Text-to-region grounding data:
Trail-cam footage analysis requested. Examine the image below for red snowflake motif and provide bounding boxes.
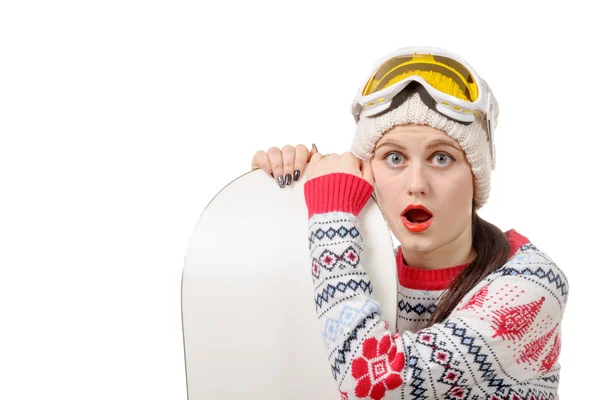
[340,391,349,400]
[462,285,489,310]
[417,332,435,345]
[449,386,467,399]
[440,368,462,385]
[319,250,339,271]
[346,251,357,262]
[491,297,545,340]
[339,246,360,267]
[540,332,561,373]
[446,371,458,381]
[351,335,405,399]
[432,348,452,365]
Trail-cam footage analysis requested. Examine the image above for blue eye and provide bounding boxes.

### Task statement
Only the records themselves, retyped exactly, belong in the answer; please leave all images behind.

### Output of the exercise
Trail-cam footage analysis requested. Examine the image below for red snowflake motif and provide bounding boxes.
[340,391,349,400]
[462,285,489,310]
[417,332,435,345]
[449,386,467,399]
[440,368,462,385]
[319,250,339,271]
[346,251,357,262]
[491,297,545,340]
[339,246,360,267]
[540,332,561,373]
[446,371,458,381]
[351,335,405,399]
[432,348,452,365]
Trail-cam footage analysis requested. Examine the image above for blue eye and provide bounding boxes.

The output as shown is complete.